| Given instruction a |
Copy everything in the passage on BEA and Forte below from "It would be" down to "performance sensitive environments.".

| Passage shown |

▬▬▬

However, this is, by and large not what is happening. Companies are not redeveloping all their applications from scratch and tossing out their client/server and mainframe apps, but rather are integrating these apps interfaced to new web applications. In most cases, the backend application is unchanged except for the new API and is likely to remain unchanged for some time since it still has a very, very large batch and/or internal function to perform. This doesn't exclude a tornado for products to support the web component or application and it suggests a likely tornado in products with which to do that integration, but we are a long, long way from a mass swap out.

As a first-mover

It would be difficult to class BEA as a first mover since Forte has been delivering tools for this class of application since before BEA was formed and their tools have been consistently and significantly superior to those from BEA from BEA's inception to the present. However, Forte's primary tool set is based on C++ deployment, not Java, which is the "hot" area, at least in the trade press. I make the latter qualification because there is some evidence to suggest that the number of applications actually being deployed with Java is much less than what one would expect from the "noise". Particularly with respect to the enterprise class, highly scaleable applications which would seem to be BEA's market, this is not especially surprising since Java execution performance is still at a 2-3X disadvantage to C++, to large a disadvantage to be acceptable in performance sensitive environments.

in the Java camp, which implied an allegiance to "openness"

This is an extremely importance aspect of this market. The slowness of the wide adoption of the demonstrably superior Forte C++ tools is blamed in large part on the "proprietary" stigma, despite the fact that Forte has long supported virtually every relevant interface standard including CORBA and Tuxedo. Prior to J2EE, proprietary extensions were virtually necessary in a Java appserver in order to get meaningful work done. With J2EE we still don't have standards that cover all the aspects which Forte covers, e.g., distributed events, but at least it is far enough along that one can make some pretense of doing enterprise applications within the standard. This has turned the enterprise Java market into a heavily standards focus competition -- components like appservers must be standard in their behavior and thus are limited in added value to areas like ease of use, scalability, analysis tools, etc. Similarly, EJB components must be standard and must run on anyone's appserver to be acceptable in the market. What is not standardized, however, are the development tools by which EJBs and the like are created.

▬▬▬

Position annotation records

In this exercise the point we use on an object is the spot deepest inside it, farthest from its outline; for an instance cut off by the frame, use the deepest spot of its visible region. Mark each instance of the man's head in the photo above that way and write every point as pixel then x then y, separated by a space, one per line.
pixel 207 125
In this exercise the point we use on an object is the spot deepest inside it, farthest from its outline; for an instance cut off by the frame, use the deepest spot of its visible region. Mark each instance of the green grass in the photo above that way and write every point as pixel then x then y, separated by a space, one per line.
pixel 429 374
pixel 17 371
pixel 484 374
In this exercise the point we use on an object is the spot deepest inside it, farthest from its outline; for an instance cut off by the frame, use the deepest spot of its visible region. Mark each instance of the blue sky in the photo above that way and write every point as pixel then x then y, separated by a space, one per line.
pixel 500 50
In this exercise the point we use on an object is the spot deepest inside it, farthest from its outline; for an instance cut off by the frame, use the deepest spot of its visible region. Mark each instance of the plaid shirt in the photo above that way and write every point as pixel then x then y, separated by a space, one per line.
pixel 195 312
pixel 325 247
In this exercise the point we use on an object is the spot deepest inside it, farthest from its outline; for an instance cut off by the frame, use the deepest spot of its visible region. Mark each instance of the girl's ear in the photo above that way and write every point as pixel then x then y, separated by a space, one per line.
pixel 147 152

▬▬▬

| Given instruction b |
Turn everything in the records above, from their start down to the line containing "pixel 484 374", into a numbered list, leaving out blank lines.

| Written answer a |
It would be difficult to class BEA as a first mover since Forte has been delivering tools for this class of application since before BEA was formed and their tools have been consistently and significantly superior to those from BEA from BEA's inception to the present. However, Forte's primary tool set is based on C++ deployment, not Java, which is the "hot" area, at least in the trade press. I make the latter qualification because there is some evidence to suggest that the number of applications actually being deployed with Java is much less than what one would expect from the "noise". Particularly with respect to the enterprise class, highly scaleable applications which would seem to be BEA's market, this is not especially surprising since Java execution performance is still at a 2-3X disadvantage to C++, to large a disadvantage to be acceptable in performance sensitive environments.

| Written answer b |
1. In this exercise the point we use on an object is the spot deepest inside it, farthest from its outline; for an instance cut off by the frame, use the deepest spot of its visible region. Mark each instance of the man's head in the photo above that way and write every point as pixel then x then y, separated by a space, one per line.
2. pixel 207 125
3. In this exercise the point we use on an object is the spot deepest inside it, farthest from its outline; for an instance cut off by the frame, use the deepest spot of its visible region. Mark each instance of the green grass in the photo above that way and write every point as pixel then x then y, separated by a space, one per line.
4. pixel 429 374
5. pixel 17 371
6. pixel 484 374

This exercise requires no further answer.